Print all the records exactly, please.

Raw records:

## START

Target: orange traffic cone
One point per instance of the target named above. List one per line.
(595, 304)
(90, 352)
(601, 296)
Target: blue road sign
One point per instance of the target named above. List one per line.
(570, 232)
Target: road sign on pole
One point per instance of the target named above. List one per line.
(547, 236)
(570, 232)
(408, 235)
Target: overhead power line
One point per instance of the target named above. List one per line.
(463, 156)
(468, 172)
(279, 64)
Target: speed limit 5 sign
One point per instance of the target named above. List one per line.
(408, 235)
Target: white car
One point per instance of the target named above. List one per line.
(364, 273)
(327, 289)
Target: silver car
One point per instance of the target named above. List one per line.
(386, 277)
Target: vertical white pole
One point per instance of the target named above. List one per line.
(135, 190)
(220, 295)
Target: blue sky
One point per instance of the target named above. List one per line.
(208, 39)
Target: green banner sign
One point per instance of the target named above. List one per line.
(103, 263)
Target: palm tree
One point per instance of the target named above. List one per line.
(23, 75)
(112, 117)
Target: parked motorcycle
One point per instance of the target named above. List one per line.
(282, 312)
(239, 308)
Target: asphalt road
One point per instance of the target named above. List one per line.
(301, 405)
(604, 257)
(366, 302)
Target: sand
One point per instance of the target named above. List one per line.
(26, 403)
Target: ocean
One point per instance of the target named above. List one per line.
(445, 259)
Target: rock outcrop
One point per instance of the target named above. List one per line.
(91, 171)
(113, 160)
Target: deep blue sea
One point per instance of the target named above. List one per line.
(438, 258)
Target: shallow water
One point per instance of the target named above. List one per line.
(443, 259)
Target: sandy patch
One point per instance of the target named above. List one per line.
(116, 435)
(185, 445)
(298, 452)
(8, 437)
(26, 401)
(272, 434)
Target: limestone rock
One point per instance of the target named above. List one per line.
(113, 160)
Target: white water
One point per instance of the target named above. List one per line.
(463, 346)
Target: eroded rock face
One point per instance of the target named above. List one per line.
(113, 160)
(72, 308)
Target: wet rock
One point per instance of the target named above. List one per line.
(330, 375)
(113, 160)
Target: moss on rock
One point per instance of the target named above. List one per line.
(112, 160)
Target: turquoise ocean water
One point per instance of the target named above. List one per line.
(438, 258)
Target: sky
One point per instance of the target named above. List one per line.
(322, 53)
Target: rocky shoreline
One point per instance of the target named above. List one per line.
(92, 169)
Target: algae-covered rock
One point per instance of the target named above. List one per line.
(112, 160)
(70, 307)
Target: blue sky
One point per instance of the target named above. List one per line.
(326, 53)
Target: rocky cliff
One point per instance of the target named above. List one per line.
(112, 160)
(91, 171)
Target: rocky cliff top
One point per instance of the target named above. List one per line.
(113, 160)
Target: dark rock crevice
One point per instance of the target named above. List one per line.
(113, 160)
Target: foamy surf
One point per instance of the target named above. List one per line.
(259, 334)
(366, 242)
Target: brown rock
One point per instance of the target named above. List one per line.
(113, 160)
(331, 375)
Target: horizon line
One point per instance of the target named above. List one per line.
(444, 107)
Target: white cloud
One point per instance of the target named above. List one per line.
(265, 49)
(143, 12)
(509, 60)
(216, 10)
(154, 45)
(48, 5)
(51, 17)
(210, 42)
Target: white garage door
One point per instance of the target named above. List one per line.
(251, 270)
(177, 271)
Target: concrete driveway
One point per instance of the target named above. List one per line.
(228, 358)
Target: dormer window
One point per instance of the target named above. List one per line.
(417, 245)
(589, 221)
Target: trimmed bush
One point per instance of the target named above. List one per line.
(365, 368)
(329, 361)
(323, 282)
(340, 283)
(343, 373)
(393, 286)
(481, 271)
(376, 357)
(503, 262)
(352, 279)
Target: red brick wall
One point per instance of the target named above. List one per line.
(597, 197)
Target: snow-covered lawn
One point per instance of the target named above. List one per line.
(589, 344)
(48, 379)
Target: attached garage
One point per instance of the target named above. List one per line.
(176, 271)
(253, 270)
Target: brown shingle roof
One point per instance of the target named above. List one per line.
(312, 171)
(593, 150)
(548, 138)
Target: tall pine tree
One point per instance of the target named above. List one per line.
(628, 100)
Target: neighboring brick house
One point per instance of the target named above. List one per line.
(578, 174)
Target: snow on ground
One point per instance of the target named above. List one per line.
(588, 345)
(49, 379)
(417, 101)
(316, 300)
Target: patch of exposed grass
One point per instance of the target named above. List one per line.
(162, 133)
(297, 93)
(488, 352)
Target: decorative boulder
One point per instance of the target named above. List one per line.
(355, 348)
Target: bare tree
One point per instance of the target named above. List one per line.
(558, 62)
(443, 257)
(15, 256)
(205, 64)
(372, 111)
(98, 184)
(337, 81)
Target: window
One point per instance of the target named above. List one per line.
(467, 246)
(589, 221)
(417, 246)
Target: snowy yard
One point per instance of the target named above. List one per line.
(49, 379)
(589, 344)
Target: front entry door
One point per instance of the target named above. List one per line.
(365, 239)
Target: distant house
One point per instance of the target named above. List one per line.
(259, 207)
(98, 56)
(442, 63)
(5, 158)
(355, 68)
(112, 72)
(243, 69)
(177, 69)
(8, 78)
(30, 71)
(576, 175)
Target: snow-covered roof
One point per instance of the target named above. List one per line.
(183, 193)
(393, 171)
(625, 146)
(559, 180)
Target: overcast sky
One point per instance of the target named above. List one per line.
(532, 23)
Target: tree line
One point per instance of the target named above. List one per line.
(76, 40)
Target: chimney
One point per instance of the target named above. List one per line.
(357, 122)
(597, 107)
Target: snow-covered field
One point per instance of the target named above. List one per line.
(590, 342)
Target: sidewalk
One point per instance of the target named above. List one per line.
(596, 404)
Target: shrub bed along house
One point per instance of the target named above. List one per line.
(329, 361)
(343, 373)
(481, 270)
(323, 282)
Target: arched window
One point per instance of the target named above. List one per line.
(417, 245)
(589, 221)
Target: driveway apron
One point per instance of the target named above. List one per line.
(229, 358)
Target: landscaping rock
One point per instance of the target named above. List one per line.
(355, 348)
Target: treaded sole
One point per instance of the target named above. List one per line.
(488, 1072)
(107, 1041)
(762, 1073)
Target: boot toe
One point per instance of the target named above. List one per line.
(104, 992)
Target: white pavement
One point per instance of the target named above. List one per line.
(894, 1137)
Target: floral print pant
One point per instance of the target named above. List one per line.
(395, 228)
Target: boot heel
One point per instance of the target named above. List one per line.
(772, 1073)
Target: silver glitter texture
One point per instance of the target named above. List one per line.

## END

**Complete response**
Target: orange traffic cone
One point per instance of the target named above. List one per line.
(595, 304)
(90, 352)
(601, 296)
Target: blue road sign
One point per instance of the target named above. List one per line.
(570, 232)
Target: road sign on pole
One point per instance of the target named above. List one per line.
(547, 236)
(570, 232)
(408, 235)
Target: overhead power line
One point per instance of the target named above. List one per line.
(463, 156)
(468, 172)
(279, 64)
Target: speed limit 5 sign
One point per instance of the target named above. List one per line.
(408, 235)
Target: white car
One point per instance of the target named above. List one per line.
(364, 273)
(327, 289)
Target: silver car
One point per instance of the target named above. List one per line.
(386, 277)
Target: vertical white pole
One point per instance of the target named above. List one per line.
(135, 190)
(220, 295)
Target: blue sky
One point per instance of the target named above. List one per line.
(208, 39)
Target: green banner sign
One point per instance of the target named above. List one per line.
(103, 263)
Target: palm tree
One point per instance of the target named above. List one per line.
(23, 75)
(112, 117)
Target: parked motorcycle
One point per instance of the target named above. List one per line.
(282, 312)
(239, 308)
Target: asphalt road
One point per instance of the target named above. List one per line.
(301, 405)
(604, 257)
(366, 302)
Target: sand
One point per instance of the target named above. List one per line.
(26, 403)
Target: ocean
One point per instance of the target named above. List one per line.
(445, 259)
Target: rock outcrop
One point per instance of the target named above. List one per line.
(91, 171)
(113, 160)
Target: deep blue sea
One point per instance of the target named above. List one per line.
(438, 258)
Target: shallow water
One point per instance of the target named above. List one per line.
(443, 259)
Target: sandy patch
One point per instance of the target named above. List one per line.
(116, 435)
(185, 445)
(298, 452)
(8, 437)
(26, 401)
(272, 434)
Target: limestone rock
One point per instance of the target named above. List one per line.
(113, 160)
Target: white water
One point per instance of the target named above. List one per line.
(463, 346)
Target: eroded rock face
One point per instance of the target named above. List one per line.
(113, 160)
(72, 308)
Target: wet rock
One point per instance of the target named above. List one per line.
(330, 375)
(113, 160)
Target: moss on rock
One point per instance of the target named above. List one per line.
(112, 160)
Target: turquoise ocean water
One point per instance of the target named above. List one per line.
(438, 258)
Target: sky
One point per instance of the target named above. List one per line.
(322, 53)
Target: rocky shoreline
One point per instance of the target named above. List one per line.
(92, 169)
Target: algae-covered rock
One point per instance of the target named above. List one per line.
(112, 160)
(70, 307)
Target: blue sky
One point per instance of the target named above. List one per line.
(326, 53)
Target: rocky cliff
One point per instance of the target named above. List one per line.
(112, 160)
(91, 171)
Target: rocky cliff top
One point per instance of the target named above. List one per line.
(113, 160)
Target: dark rock crevice
One point per instance of the target named above. List one per line.
(113, 160)
Target: foamy surf
One point per instance of the target named above. List one per line.
(259, 334)
(366, 242)
Target: brown rock
One point per instance of the target named above. List one per line.
(113, 160)
(331, 375)
Target: horizon line
One point per instance of the target named above. List one per line.
(444, 107)
Target: white cloud
One point per instance of the target named above. List one per line.
(265, 49)
(143, 12)
(509, 60)
(216, 10)
(154, 45)
(48, 5)
(51, 17)
(210, 42)
Target: white garage door
One point per instance of the target named above. List one per line.
(251, 270)
(177, 271)
Target: concrete driveway
One point per instance of the target named above. List one per line.
(228, 358)
Target: dormer window
One point per instance of the target named above. List one per line.
(417, 245)
(589, 221)
Target: trimmed bush
One point per instance of the target named above. List one per line.
(365, 368)
(329, 361)
(323, 282)
(340, 283)
(343, 373)
(393, 286)
(481, 271)
(376, 357)
(503, 262)
(352, 279)
Target: red brick wall
One point per instance of the target named above. List one per line.
(597, 197)
Target: snow-covered lawn
One point per instance of the target named above. List one per line.
(589, 344)
(48, 379)
Target: attached garage
One point per instance of the target named above. List one per line.
(176, 271)
(253, 270)
Target: brown shingle roof
One point per instance of the target named above. List one per line.
(312, 171)
(593, 150)
(548, 138)
Target: tall pine tree
One point per instance of the target named above. List one per line.
(628, 100)
Target: neighboring brick house
One point per instance of the target named above. List one per line.
(578, 174)
Target: snow on ground
One point per instance of the target named above. List one per line.
(588, 345)
(49, 379)
(417, 101)
(316, 300)
Target: patch of exposed grass
One point per instance of the target named above. List one per line.
(162, 133)
(297, 93)
(488, 352)
Target: decorative boulder
One point per instance of the target named above. List one per line.
(355, 348)
Target: bare tree
One point per instance of the target named above. List one per line.
(558, 62)
(443, 257)
(15, 256)
(205, 64)
(372, 111)
(98, 184)
(337, 81)
Target: window
One point per instance of the target named above. List one per line.
(467, 246)
(589, 221)
(417, 246)
Target: snowy yard
One point per instance of the target named above. List one per line.
(49, 379)
(589, 344)
Target: front entry door
One point per instance of the target named above. List one per line.
(365, 239)
Target: distant house
One point per instance of the target named above. List one per line.
(259, 207)
(98, 56)
(442, 63)
(5, 158)
(355, 68)
(112, 72)
(243, 69)
(177, 69)
(8, 78)
(30, 71)
(576, 175)
Target: snow-covered roof
One point per instance of the target named above. List one per line.
(183, 193)
(393, 171)
(625, 146)
(559, 180)
Target: overcast sky
One point per instance of the target named above. List one per line.
(532, 23)
Target: tree line
One point per instance of the target named above. List one per line.
(76, 40)
Target: chimney
One point per instance of the target named above. List one per line.
(357, 122)
(597, 107)
Target: snow-covered field
One point per instance of the target named above. List one per line.
(590, 342)
Target: sidewalk
One point per instance of the target named above. List one per line.
(596, 404)
Target: shrub bed along house
One point per instance of the target named above. List one per line.
(329, 361)
(343, 373)
(481, 270)
(323, 282)
Target: arched window
One point per instance of the target named above. List one per line.
(417, 245)
(589, 221)
Target: driveway apron
One point per instance of the target named above. List one per line.
(229, 358)
Target: landscaping rock
One point per instance of the target named above. List one per line.
(355, 348)
Target: treaded sole
One point per instance of the target named above. List one per line.
(488, 1072)
(107, 1041)
(762, 1073)
Target: boot toe
One point per instance of the target named above. List one per line.
(104, 992)
Target: white pavement
One point per instance of the target named above. List one per line.
(894, 1137)
Target: floral print pant
One point per instance of the target named above. List one per line.
(395, 228)
Target: boot heel
One point per instance of the target named above. List one per line.
(772, 1073)
Target: silver glitter texture
One point per instance of the target named above. List one per line.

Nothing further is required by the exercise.